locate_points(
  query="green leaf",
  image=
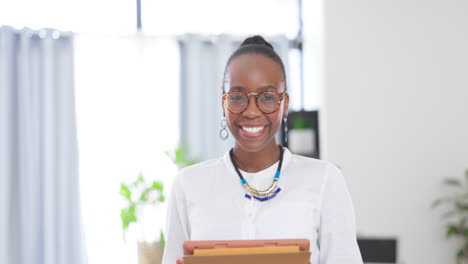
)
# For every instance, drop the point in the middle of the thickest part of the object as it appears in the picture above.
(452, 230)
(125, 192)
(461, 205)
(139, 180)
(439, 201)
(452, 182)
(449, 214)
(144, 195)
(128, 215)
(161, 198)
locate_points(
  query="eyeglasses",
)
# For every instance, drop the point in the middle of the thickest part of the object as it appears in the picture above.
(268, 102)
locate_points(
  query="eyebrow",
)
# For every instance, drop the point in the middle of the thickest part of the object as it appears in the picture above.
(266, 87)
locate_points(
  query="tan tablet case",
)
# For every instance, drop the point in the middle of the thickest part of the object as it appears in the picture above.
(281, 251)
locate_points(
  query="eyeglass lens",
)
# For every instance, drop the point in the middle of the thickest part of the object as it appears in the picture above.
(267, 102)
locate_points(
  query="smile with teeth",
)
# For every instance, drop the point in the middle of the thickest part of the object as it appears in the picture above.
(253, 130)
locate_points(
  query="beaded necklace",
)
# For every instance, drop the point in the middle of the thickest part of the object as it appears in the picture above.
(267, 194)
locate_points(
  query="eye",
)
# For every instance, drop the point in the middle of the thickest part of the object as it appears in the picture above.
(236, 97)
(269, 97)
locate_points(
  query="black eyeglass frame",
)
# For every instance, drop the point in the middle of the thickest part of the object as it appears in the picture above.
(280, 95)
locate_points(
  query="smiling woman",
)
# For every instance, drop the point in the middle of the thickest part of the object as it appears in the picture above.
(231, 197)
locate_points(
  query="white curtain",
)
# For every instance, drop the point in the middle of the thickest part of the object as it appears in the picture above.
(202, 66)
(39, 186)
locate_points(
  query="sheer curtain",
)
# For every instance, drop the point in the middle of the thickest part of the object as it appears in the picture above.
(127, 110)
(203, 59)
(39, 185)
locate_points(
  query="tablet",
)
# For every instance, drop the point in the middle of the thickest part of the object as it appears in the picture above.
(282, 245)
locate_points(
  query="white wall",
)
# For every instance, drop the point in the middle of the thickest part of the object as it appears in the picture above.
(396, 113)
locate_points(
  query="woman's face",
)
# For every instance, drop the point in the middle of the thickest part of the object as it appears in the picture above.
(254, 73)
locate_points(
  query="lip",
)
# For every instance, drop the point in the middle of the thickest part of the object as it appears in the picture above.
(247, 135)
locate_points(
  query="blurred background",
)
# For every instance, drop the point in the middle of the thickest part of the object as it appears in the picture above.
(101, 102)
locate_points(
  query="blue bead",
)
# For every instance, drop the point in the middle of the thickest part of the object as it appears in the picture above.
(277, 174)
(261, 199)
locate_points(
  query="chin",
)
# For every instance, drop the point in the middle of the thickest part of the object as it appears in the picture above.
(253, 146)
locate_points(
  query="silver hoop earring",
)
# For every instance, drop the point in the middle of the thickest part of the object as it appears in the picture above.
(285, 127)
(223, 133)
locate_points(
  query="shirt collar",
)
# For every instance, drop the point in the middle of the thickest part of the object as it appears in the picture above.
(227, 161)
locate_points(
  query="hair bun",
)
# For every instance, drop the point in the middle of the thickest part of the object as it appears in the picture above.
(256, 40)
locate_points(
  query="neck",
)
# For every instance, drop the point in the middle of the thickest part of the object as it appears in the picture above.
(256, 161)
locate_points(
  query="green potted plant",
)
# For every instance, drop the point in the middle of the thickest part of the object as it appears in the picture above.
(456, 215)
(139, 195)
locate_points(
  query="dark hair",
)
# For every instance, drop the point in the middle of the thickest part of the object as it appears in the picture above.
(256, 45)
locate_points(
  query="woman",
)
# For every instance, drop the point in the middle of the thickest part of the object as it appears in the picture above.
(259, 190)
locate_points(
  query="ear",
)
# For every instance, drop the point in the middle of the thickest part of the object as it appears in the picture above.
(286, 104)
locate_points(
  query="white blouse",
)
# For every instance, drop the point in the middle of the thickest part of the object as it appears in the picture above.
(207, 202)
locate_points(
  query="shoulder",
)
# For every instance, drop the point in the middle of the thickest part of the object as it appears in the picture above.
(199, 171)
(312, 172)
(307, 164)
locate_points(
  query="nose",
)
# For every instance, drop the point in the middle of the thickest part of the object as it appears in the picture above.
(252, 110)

■ ■ ■ ■ ■

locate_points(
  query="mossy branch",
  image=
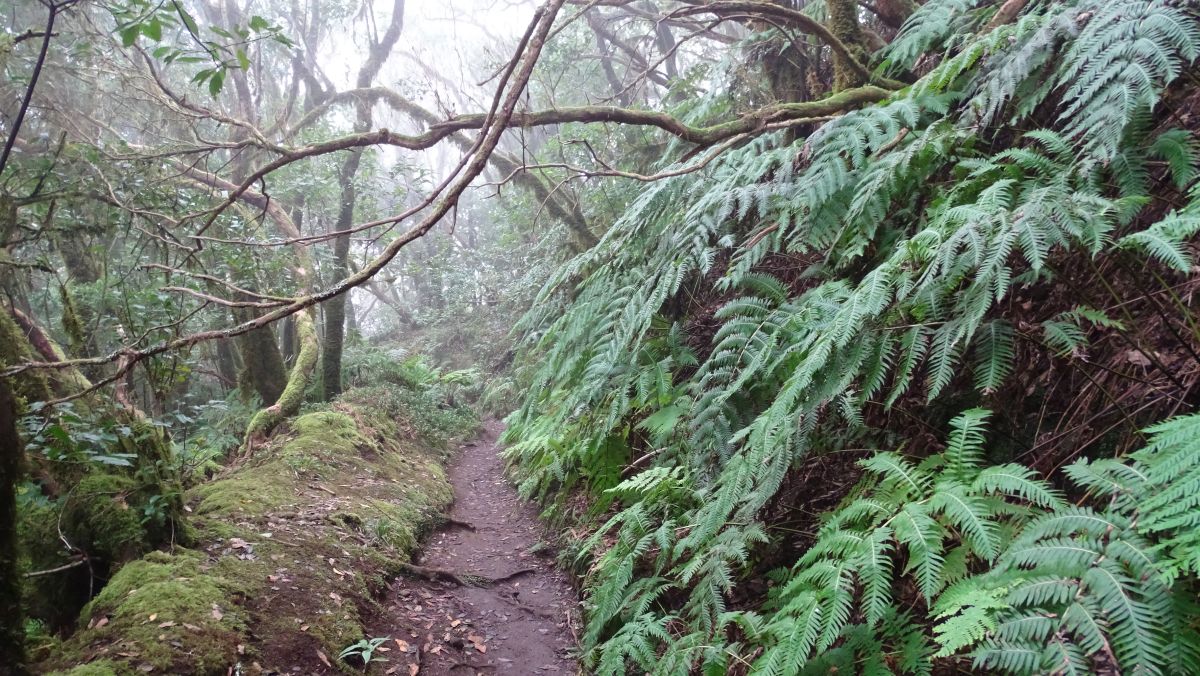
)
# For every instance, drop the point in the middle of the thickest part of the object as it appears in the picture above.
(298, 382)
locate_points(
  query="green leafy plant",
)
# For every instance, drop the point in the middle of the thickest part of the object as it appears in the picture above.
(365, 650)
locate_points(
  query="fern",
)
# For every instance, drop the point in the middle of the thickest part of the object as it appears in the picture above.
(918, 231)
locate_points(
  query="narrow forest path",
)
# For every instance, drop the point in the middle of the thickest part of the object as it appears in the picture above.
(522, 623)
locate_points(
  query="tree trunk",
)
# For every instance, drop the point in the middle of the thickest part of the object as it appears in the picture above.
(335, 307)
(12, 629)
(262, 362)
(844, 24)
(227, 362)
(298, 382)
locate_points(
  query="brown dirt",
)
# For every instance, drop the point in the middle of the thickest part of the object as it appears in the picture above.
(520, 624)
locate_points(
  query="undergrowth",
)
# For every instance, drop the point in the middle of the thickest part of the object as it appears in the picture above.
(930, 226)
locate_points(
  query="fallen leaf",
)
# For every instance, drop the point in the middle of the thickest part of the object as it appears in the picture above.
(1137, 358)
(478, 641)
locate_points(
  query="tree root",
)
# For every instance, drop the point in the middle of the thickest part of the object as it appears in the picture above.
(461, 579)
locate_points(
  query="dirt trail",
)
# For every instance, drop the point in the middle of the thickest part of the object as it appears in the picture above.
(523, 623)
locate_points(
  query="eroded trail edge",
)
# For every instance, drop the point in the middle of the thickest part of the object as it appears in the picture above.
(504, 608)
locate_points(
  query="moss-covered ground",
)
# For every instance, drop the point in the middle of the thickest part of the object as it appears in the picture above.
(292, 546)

■ ■ ■ ■ ■

Pick out every line in the records above that contains the string "white", and copy each one as it appears.

Correct result:
  query="white curtain",
  query="white wall",
  query="white blouse",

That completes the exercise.